**Текст страницы:**

В Книге рекордов Гиннеса возвращение Ходорковского в Россию, безусловно, должно стоять в первой строчке раздела “Самые дорогостоящие ошибки” — эта обошлась в 16 миллиардов долларов, не говоря уже о потере личной свободы. Как мог человек его хватки и интеллекта, без которых нельзя сколотить подобное состояние, так просчитаться? Но увы: ложное чувство безопасности, иллюзия собственной неприкосновенности — оборотная сторона успеха; она ведь и Бориса чуть не затянула в ловушку три года назад, когда мы еле отговорили его лететь в Москву.
Многое изменилось в Кремле с тех пор, когда здесь задавали тон выдвиженцы Березовского. Теперь на их место пришла клика “питерских чекистов”, бывших сотрудников петербургского ФСБ, которые неустанно нашептывали Путину, что для дальнейшей консолидации власти необходимо устроить показательную порку одного из давосских олигархов.
Конечно, силовой клан тоже не отличался бескорыстием. Аппетиты у этих людей были не меньше, чем у олигархов десять лет назад. Но силовики действовали не по одиночке, а единым кланом, и не стремились стать номинальными владельцами российских богатств. Их вполне устраивала роль управляющих государственным имуществом и они были готовы трудиться за зарплату на благо народа, государства и президента — совсем как в старые добрые времена советской номенклатуры. Если у них и были персональные богатства, то глубоко сокрытые от глаз публики, запрятанные в офшорах, оформленные на подставных лиц, жен, детей, племянников.

**Задания:**
1 > Во сколько обошлась ошибка Ходорковского, согласно фрагменту о Ходорковском?
2 > Продолжите фрагмент о Ходорковском, начав сразу после его последнего предложения.

**Предоставленные материалы:**
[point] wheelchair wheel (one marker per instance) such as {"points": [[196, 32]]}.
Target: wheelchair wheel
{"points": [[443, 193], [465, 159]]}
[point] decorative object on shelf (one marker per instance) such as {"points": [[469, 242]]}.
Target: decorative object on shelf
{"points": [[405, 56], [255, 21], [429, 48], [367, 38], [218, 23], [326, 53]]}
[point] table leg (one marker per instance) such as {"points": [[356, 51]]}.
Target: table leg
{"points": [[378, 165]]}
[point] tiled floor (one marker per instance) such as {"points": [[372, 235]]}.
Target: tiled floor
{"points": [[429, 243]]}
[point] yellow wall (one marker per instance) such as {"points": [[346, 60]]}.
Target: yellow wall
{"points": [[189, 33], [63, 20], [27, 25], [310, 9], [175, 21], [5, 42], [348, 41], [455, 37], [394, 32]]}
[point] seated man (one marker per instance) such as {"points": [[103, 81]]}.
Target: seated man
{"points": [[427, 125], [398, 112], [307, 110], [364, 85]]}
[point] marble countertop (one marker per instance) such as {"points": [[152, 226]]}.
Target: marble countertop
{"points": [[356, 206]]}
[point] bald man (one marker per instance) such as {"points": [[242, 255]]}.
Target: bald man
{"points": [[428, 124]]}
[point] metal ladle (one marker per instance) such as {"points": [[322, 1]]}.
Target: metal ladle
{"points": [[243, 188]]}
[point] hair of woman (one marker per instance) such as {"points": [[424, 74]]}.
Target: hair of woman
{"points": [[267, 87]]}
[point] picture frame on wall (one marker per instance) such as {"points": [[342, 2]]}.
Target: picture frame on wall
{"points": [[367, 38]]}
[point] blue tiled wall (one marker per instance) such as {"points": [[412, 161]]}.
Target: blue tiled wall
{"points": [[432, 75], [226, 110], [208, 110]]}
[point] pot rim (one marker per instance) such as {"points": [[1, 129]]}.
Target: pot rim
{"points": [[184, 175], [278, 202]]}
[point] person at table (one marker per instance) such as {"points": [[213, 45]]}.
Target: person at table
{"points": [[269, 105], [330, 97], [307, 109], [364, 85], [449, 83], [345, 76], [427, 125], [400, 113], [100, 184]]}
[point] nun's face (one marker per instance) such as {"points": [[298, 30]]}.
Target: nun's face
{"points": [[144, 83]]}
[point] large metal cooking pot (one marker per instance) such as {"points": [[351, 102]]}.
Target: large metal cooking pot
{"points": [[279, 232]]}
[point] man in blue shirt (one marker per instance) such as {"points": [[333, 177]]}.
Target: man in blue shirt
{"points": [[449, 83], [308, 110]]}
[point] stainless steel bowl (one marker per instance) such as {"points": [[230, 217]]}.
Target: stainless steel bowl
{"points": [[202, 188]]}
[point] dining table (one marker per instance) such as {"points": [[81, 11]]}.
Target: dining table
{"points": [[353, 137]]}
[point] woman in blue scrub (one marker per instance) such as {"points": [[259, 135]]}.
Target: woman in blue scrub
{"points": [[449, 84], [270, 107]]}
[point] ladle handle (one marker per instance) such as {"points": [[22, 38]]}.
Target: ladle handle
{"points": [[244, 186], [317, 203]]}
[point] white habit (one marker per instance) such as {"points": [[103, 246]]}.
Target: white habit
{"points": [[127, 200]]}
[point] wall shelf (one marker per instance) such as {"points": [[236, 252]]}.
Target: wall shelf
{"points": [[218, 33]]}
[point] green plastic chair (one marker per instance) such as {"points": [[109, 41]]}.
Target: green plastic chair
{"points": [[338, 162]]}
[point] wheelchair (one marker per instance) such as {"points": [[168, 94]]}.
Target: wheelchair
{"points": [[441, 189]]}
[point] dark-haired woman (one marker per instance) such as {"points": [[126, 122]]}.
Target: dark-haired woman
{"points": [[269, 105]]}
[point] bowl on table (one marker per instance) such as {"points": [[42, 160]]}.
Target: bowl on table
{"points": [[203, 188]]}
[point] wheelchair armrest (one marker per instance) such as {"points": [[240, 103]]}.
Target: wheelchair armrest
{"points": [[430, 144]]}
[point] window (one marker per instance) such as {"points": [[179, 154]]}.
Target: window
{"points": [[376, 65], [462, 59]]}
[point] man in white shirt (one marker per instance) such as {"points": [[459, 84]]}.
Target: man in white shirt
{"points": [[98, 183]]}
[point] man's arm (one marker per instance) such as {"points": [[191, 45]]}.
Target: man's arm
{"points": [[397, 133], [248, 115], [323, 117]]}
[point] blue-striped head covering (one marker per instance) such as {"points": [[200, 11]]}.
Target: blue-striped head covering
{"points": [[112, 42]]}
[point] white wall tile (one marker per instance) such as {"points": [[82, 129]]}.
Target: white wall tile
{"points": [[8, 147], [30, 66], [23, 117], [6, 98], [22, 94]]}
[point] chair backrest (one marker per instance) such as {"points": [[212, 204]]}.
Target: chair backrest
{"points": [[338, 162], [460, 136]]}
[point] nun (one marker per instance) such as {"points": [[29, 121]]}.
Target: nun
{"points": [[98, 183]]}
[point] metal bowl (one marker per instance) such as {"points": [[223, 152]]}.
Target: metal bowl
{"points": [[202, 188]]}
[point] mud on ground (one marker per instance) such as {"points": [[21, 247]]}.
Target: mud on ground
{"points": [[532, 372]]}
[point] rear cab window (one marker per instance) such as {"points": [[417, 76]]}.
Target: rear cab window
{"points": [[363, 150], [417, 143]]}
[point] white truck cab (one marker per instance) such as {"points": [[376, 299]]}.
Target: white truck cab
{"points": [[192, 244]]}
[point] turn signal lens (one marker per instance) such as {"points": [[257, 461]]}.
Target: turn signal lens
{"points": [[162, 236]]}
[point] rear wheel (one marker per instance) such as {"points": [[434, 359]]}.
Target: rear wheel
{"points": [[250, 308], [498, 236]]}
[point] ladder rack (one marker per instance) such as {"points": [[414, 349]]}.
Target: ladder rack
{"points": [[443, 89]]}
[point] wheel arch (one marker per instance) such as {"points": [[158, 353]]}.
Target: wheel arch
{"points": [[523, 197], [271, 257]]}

**Ожидаемые результаты:**
1 > В 16 миллиардов долларов.

2 >
К концу 2003 года 70 процентов высших государственных постов заняли выходцы из спецслужб, и не было секретом, что главной их целью было прибрать к рукам ресурсы, приватизированные в ельцинские времена. Дело “Юкоса” стало началом второго грандиозного передела собственности в постсоветский период: реальный контроль перешел от частных владельцев к полицейско-бюрократическому аппарату.
После ареста Ходорковского “Юкосу” были предъявлены многомиллиардные налоговые претензии, значительно превышавшие весь его оборот, и компанию распродали на аукционах, еще более скандальных, чем те, что породили олигархов восьмью годами раньше. “Юганскнефтегаз”, наиболее ценное дочернее предприятие “Юкоса”, арестованное за долги, было продано за сумму гораздо ниже реальной стоимости никому не известной фирме. Вскоре выяснилось, что за подставной фирмой стоит госкомпания “Роснефть”, председателем правления которой был старый друг Путина, лидер клана “питерских чекистов”, замглавы президентской администрации Игорь Сечин, который, кстати, и считался организатором разгрома “Юкоса”. 31 мая 2005 года Ходорковского и Лебедева приговорили к девяти годам тюрьмы. Оба не признали себя виновными, а правозащитные группы назвали суд “насмешкой над правосудием”.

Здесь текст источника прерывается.